What is being asked = Count the lines in the items below that contain the string "sleeve", matching case exactly, and give only that number.
######
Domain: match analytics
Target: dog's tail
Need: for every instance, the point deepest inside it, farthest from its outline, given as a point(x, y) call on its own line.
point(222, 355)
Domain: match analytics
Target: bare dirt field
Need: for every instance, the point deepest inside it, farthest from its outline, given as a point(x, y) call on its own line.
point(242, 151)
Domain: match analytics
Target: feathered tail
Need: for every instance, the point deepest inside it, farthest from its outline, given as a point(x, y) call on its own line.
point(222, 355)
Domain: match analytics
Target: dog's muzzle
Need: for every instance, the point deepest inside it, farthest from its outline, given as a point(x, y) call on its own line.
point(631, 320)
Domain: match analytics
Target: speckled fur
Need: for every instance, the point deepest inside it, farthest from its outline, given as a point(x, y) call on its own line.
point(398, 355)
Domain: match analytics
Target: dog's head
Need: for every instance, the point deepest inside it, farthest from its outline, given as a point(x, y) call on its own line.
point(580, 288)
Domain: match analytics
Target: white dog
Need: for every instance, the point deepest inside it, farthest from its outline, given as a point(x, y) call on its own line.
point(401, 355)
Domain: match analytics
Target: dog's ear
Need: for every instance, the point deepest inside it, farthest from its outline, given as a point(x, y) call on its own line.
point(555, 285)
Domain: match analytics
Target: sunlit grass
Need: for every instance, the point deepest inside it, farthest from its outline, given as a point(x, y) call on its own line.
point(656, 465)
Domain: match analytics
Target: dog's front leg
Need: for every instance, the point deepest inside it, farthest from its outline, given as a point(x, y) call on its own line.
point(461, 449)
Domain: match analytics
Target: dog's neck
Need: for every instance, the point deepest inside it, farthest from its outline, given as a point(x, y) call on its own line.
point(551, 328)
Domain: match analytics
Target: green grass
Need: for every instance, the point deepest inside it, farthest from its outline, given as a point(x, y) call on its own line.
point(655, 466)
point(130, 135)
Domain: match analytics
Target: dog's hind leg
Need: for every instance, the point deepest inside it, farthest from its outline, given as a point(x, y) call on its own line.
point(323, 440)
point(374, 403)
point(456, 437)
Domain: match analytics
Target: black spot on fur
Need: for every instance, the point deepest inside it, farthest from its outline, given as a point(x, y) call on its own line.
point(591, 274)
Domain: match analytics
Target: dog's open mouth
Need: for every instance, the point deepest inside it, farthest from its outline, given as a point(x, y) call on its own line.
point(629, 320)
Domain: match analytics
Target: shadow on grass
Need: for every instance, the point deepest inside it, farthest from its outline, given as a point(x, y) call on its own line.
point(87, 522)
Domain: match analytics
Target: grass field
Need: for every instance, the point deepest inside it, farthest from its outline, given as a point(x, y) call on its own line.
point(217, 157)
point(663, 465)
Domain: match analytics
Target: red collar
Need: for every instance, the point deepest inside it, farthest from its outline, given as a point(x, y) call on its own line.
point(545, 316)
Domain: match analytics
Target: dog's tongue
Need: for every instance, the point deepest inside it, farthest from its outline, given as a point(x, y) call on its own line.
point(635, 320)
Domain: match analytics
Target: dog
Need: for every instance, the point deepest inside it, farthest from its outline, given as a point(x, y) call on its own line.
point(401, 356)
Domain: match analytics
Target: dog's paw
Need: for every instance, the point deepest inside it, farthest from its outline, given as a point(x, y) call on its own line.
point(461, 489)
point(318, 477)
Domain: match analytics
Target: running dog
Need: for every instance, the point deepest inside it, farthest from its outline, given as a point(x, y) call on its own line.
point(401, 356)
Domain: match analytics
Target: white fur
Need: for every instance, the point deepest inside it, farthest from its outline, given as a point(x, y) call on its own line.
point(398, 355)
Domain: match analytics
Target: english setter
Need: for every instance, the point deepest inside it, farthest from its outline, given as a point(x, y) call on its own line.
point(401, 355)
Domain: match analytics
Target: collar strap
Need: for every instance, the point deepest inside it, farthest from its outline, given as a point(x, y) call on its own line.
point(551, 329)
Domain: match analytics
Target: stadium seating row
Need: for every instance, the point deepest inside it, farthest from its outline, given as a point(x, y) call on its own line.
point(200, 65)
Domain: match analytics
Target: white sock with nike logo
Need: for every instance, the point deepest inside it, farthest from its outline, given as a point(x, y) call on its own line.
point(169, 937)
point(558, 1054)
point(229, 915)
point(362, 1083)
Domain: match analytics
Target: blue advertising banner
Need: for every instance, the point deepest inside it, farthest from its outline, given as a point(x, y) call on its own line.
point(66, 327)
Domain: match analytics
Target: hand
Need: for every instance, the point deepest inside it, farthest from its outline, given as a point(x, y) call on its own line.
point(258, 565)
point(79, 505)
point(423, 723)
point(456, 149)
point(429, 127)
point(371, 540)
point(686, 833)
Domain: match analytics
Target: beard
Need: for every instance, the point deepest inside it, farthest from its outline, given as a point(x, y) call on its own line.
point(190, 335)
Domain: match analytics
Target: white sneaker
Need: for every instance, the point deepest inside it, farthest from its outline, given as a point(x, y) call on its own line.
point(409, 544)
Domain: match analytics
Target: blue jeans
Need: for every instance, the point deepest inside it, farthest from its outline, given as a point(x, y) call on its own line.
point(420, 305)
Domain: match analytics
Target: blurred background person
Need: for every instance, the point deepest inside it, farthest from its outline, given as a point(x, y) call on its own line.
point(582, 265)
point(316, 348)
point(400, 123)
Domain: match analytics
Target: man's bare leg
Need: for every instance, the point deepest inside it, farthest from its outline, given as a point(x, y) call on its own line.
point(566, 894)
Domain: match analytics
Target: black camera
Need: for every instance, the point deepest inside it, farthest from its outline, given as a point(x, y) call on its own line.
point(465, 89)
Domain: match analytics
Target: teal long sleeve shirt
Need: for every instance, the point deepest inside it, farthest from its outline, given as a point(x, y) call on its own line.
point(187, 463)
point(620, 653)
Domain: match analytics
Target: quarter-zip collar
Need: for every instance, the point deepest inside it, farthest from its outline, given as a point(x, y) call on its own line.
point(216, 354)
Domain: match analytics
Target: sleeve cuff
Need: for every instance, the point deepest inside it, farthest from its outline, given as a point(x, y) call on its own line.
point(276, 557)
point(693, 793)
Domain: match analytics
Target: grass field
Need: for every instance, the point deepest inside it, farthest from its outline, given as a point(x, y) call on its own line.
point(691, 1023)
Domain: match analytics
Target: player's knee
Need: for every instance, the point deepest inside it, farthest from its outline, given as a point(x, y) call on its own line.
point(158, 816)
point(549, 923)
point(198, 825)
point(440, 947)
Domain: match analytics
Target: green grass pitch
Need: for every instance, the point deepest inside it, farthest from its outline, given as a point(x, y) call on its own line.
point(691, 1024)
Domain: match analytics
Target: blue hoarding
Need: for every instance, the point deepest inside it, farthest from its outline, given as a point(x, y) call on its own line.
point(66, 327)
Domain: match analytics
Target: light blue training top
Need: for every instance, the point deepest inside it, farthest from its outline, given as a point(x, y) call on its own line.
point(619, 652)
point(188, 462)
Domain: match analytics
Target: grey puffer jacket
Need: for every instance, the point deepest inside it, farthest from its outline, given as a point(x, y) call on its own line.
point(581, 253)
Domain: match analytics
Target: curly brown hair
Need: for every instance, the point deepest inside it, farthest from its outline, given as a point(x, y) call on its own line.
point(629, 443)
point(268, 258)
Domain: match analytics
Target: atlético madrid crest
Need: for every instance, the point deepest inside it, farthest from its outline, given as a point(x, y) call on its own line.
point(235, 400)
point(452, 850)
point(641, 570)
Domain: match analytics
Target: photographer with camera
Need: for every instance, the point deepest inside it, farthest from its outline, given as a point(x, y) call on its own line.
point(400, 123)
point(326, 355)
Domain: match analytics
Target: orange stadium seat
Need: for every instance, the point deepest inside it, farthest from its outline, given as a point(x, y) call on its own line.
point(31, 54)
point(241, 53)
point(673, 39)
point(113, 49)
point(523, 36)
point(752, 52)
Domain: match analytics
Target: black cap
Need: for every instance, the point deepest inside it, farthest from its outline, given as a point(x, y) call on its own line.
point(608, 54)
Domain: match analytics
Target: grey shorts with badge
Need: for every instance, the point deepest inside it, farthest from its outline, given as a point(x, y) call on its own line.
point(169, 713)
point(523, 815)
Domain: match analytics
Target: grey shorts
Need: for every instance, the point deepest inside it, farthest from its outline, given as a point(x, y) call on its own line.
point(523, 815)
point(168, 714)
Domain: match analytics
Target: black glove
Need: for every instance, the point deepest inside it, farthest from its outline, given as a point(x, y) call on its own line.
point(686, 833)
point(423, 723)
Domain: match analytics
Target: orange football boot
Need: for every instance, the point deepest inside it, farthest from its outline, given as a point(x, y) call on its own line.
######
Response below = 2